Short task 1
In the essay about a comment on the narrator's weight, how did the narrator first meet the person who made the remark?
Short task 2
Pick up the essay about a comment on the narrator's weight after its final sentence and keep writing it.

start Source

“You’re looking fat on the court. You need to lose some weight”
-no friend of mine
Boy, if you don’t get off my damn line….what you think of me in my uniform is honestly none of my concern. Secondly, 45 mins in a game for the books, and this is what you’re bringing to this conversation? Clearly, I’m engaging with the wrong person. Gut feelings are important because I convinced myself to call said individual even though we have no real foundation to our “relationship”. We met through mutual friends when we were pre-teens, and we had never spoken on the phone before the aftermath of March 24th. I made up some bullshit excuse to hang up before getting real with myself: I was taken aback by the comment because not looking like a lot of my other teammates, and female athletes in general, was a burden I bared all season. Plus, I am a lot more familiar with the term ‘THICK’.

end Source
start Given information

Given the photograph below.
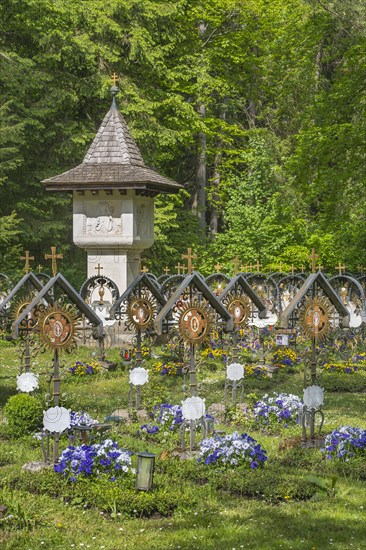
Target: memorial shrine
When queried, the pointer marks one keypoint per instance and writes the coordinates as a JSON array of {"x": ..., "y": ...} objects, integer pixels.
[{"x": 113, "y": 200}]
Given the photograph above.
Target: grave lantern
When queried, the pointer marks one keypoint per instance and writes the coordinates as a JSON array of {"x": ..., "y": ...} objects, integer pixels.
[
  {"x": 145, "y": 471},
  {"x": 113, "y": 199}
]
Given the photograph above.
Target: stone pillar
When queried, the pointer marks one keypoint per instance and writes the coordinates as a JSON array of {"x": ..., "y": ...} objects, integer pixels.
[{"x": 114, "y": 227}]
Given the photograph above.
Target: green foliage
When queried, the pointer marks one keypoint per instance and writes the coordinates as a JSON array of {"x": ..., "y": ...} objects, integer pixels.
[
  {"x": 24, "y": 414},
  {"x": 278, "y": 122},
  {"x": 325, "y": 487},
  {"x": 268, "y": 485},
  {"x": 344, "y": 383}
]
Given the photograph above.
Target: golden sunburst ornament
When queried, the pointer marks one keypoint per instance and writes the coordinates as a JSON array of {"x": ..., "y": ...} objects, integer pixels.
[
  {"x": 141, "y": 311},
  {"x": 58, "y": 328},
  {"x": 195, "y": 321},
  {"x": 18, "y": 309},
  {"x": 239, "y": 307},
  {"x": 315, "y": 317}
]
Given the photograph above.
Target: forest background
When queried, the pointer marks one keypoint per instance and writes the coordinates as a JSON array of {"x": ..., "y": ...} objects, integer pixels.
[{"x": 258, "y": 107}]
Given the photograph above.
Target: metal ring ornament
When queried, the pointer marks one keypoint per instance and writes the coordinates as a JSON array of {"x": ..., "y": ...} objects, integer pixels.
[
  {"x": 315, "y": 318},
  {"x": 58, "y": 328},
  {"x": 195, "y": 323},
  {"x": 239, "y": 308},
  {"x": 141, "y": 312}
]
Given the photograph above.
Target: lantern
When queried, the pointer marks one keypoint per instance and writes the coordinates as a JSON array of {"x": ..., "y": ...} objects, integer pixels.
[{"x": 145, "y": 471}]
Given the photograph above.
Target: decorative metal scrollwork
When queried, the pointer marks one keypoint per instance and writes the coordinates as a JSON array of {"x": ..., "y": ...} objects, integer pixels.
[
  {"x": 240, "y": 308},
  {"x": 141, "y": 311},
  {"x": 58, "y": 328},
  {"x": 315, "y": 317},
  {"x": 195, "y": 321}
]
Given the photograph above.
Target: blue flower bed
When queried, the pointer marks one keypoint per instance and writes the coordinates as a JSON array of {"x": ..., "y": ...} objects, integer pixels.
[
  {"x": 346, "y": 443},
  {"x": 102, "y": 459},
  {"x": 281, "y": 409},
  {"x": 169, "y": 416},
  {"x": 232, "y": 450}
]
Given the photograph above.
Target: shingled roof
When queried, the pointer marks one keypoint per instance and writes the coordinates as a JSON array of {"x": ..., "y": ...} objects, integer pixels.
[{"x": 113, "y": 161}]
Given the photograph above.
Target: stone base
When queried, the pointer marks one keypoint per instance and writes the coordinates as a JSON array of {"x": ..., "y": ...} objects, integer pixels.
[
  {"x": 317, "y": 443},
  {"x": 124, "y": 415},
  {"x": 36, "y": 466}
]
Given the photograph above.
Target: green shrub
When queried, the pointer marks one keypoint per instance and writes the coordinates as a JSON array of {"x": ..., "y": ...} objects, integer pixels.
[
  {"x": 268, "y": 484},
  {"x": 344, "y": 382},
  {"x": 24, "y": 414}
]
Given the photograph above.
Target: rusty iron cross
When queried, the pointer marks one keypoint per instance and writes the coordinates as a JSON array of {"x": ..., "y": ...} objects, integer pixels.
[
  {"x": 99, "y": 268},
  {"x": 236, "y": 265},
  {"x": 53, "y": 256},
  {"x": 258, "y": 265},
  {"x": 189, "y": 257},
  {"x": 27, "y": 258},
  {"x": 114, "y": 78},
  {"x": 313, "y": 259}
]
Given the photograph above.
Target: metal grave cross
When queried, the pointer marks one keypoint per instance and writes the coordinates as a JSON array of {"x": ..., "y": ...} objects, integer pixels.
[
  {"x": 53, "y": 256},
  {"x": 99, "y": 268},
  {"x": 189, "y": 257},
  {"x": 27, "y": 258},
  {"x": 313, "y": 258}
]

end Given information

Exercise output 1
Through mutual friends, when they were pre-teens.

Exercise output 2
Before I continue, here’s a note for all of my young ones: EAT SOMETHING BEFORE GAMES/SCHOOL/PRACTICES/WORKOUTS EVEN IF ITS SMALL. THERE IS NOTHING CUTE OR BENEFICIAL ABOUT NOT GIVING YOURSELF A CHANCE TO MAXIMIZE YOUR PERFORMANCE OR FEELING NAUSEATED/DIZZY/LIGHT-HEADED ETC BECAUSE THERE’S LIMITED FUEL IN THE TANK. Those annoying people who encourage eating things with at least some nutritional value regularly and those cheesy, colorful infographics with the food groups and recommended daily values and such are meant to serve you, so please utilize them to the best of your ability. Also, please note that this is my way of giving you a stern talking to 🙂 if you have questions about what you should eat, or something like that, hit my DM and we’ll chat. If I don’t have answers, we’ll find some.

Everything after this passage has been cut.